Recorded data
==========

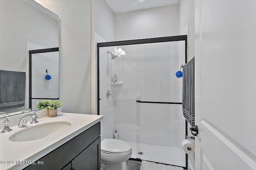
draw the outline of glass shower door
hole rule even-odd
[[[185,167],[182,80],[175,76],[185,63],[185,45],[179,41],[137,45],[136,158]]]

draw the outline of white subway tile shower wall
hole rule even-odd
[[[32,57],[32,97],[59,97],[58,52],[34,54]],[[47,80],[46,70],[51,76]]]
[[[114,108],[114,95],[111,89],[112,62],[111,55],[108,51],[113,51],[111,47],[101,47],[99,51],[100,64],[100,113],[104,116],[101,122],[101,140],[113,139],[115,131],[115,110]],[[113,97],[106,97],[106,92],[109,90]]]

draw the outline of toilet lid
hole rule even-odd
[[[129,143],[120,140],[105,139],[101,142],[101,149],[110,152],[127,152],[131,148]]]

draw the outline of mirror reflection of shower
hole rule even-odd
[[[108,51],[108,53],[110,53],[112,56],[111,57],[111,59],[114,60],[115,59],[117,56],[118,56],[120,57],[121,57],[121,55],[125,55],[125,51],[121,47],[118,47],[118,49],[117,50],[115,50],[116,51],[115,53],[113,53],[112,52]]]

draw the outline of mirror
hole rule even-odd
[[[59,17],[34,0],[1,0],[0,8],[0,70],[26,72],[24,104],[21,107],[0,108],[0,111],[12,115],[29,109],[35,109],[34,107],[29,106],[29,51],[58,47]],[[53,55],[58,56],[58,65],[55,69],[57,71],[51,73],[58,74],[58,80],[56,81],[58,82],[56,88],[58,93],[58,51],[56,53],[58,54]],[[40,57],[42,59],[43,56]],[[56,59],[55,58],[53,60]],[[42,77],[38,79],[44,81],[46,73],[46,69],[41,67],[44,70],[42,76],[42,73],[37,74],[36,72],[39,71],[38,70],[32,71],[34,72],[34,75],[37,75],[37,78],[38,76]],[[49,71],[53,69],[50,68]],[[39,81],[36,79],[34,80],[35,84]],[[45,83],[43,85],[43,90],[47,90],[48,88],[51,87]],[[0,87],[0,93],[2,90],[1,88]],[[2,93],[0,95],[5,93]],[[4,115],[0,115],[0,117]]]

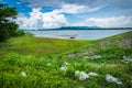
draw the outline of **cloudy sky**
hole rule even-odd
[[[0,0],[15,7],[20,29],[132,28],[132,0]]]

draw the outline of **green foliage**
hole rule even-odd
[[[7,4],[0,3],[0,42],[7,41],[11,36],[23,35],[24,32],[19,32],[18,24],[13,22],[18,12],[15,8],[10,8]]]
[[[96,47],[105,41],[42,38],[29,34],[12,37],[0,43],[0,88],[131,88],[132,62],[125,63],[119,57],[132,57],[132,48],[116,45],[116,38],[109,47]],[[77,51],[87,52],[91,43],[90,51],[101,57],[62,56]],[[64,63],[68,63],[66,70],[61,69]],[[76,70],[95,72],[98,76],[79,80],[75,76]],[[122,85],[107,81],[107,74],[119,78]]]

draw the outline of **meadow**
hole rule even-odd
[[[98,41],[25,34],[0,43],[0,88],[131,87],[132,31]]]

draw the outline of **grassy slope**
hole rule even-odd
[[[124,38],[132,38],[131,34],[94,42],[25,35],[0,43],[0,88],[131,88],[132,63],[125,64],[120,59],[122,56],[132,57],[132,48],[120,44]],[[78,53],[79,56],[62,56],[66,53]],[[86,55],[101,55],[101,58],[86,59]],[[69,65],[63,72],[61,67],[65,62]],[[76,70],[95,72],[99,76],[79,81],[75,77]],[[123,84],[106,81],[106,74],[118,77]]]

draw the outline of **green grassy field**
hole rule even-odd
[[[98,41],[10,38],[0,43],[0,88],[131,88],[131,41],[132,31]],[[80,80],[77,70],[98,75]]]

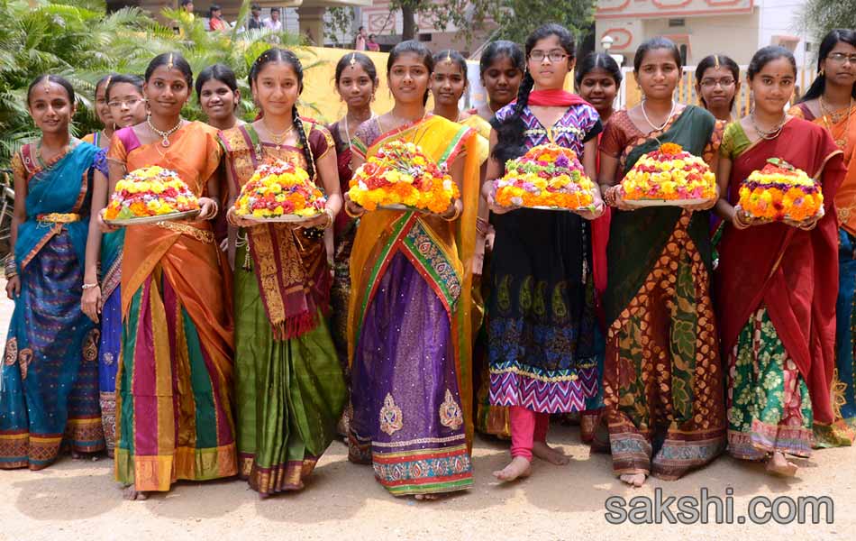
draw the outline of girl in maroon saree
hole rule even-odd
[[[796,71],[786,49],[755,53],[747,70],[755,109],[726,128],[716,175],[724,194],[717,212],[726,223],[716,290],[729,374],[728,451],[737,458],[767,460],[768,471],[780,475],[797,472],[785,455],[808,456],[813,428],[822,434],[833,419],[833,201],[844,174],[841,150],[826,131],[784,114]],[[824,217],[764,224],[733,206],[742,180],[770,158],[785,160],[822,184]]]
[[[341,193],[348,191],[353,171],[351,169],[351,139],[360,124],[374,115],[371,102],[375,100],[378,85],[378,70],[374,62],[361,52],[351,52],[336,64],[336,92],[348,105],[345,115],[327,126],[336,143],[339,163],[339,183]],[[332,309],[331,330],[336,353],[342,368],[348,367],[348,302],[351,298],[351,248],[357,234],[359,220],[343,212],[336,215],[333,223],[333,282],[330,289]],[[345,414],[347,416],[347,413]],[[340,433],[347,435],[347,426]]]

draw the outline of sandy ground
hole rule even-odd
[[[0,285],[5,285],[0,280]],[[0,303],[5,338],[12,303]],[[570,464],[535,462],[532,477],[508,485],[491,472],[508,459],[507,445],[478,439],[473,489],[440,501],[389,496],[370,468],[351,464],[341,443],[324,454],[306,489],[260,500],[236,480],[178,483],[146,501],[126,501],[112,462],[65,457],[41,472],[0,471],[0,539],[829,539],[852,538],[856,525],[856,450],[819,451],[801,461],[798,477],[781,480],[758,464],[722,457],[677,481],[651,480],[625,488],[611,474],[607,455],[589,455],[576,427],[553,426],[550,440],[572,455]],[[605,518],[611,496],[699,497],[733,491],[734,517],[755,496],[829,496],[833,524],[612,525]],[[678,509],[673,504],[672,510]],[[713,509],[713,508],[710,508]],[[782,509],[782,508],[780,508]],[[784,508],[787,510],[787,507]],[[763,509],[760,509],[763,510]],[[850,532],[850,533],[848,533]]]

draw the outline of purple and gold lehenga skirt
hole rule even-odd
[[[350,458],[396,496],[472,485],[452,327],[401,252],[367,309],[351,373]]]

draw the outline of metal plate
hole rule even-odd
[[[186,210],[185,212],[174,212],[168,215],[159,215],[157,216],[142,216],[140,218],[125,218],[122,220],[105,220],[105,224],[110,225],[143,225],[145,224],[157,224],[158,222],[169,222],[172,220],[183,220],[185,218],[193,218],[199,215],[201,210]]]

==========

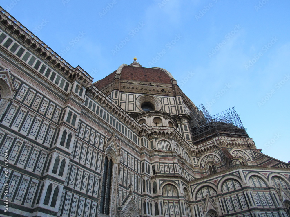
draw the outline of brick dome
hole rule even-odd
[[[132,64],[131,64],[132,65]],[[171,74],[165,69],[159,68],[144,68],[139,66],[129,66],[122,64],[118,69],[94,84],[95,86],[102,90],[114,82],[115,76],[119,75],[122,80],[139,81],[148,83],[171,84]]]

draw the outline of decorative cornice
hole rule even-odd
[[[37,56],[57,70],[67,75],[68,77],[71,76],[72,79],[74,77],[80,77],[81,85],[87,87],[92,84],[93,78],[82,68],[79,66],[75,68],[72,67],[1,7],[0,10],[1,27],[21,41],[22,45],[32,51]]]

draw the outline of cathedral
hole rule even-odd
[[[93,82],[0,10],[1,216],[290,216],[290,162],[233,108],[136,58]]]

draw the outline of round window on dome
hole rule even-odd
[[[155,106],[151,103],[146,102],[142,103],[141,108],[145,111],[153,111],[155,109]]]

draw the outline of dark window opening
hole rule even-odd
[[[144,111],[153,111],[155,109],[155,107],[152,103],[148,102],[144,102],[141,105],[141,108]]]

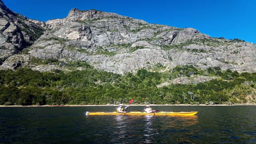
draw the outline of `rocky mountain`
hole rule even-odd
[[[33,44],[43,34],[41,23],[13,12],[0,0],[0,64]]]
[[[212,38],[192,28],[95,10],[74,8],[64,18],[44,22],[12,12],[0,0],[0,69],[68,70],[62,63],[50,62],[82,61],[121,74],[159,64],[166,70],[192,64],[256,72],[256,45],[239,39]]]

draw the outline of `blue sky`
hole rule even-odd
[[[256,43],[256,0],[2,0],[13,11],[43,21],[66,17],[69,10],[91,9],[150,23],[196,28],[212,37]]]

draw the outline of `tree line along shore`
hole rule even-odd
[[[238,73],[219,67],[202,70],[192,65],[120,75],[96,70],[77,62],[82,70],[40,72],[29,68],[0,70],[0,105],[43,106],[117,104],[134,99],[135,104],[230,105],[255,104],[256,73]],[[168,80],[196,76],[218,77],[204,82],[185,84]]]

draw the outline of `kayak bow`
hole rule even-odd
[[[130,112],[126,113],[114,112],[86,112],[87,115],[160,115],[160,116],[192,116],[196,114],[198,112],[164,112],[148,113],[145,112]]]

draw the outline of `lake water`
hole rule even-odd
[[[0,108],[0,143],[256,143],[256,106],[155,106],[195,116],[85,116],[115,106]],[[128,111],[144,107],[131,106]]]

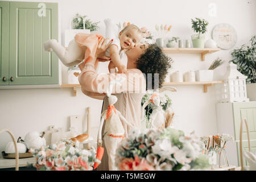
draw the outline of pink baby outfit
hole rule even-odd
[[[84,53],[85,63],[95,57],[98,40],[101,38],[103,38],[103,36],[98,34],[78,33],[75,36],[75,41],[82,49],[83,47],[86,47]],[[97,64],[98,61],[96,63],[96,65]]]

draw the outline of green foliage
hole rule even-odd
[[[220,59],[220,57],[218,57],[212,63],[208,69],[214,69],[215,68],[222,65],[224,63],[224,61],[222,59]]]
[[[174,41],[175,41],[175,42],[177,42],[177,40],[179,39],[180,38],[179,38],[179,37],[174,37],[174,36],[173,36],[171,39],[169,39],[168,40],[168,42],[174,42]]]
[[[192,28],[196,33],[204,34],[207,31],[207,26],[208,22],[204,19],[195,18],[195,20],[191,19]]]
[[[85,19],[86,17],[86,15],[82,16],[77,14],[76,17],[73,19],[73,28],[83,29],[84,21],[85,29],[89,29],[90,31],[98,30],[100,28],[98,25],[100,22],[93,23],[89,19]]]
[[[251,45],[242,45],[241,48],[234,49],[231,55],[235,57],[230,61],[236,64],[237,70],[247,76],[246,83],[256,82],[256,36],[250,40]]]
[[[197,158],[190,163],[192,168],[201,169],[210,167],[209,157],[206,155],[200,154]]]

==========

Problem statement
Pick out every line in the material above that contains the word "window" and copy each of those lines.

Exercise response
draw the outline of round window on dome
draw the outline of dark window opening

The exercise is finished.